Job:
Transcribe the part of the thread on using AUC with binary categorical variables from "However, this function" up to and including "auc = round(auc, 4)".

Validity of AUC for binary categorical variables

Question

Scikit-learn function roc_auc_score can be used to get area under curve (AUC) of ROC curve. This score is generally used for numeric predictors' value in predicting outcomes.

However, this function can also be used for categorical variables also. Following is an example (in Python language) where the variable sex is used to predict variable survived and AUC is obtained using this function:

import seaborn, pandas, sklearn
from sklearn.metrics import roc_auc_score
tdf = seaborn.load_dataset('titanic')
print(tdf[['survived','sex']].head(10))
x = tdf['sex'].apply(lambda x: 1 if x=='female' else 0)
y = tdf['survived']
auc = roc_auc_score(y, x)   
auc = round(auc, 4)
print()
print("AUC for sex to predict survived:", auc)

Output:

   survived     sex
0         0    male
1         1  female
2         1  female
3         1  female
4         0    male
5         0    male
6         0    male
7         0    male
8         1  female
9         1  female


AUC for sex to predict survived: 0.7669

However, is this technique statistically sound? Does the AUC obtained using this method a valid value for the relation between 2 categorical variables? Thanks for your help.

Edit: I have reversed the coding of sex to 0 and 1, so that the AUC now is 0.7669

Edit2: From very interesting answers given below, following points seem important:

AUC can be used with categorical variables also, provided it is interpreted correctly.
It needs to be emphasized that the greater the AUC is away from 0.5, the better it is, and not necessarily higher. Hence, AUC of 0.1 is more predictive, albeit in opposite direction, than AUC of 0.7
One may report "Absolute AUC" given by following simple Python code:

Abs_AUC = AUC if (AUC>0.5) else (1-AUC)

Hence, for an AUC of 0.1, the absolute AUC is 0.9; this will help in comparing AUCs of different variables without missing out ones on the other side of the diagonal in the ROC curve. Note: this is being suggested for predicted variable with only 2 categories.

Recorded information:
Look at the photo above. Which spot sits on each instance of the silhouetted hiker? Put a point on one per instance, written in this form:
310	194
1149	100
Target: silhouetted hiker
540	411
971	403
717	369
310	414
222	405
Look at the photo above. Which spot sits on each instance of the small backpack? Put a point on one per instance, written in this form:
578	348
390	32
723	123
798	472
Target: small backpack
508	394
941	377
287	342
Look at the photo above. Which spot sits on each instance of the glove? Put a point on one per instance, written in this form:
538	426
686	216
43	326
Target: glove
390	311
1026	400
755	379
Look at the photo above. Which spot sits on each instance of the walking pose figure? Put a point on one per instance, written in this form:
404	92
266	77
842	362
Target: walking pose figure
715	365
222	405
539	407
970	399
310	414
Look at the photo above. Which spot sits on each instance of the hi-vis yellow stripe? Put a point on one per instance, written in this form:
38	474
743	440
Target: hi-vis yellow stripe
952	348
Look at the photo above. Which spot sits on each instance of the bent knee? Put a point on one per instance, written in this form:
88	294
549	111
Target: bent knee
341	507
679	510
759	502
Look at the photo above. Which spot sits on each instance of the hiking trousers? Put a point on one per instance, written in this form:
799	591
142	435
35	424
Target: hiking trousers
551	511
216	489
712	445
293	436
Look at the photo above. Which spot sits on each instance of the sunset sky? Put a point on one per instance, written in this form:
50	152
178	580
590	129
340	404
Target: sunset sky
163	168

Task answer:
However, this function can also be used for categorical variables also. Following is an example (in Python language) where the variable sex is used to predict variable survived and AUC is obtained using this function:

import seaborn, pandas, sklearn
from sklearn.metrics import roc_auc_score
tdf = seaborn.load_dataset('titanic')
print(tdf[['survived','sex']].head(10))
x = tdf['sex'].apply(lambda x: 1 if x=='female' else 0)
y = tdf['survived']
auc = roc_auc_score(y, x)   
auc = round(auc, 4)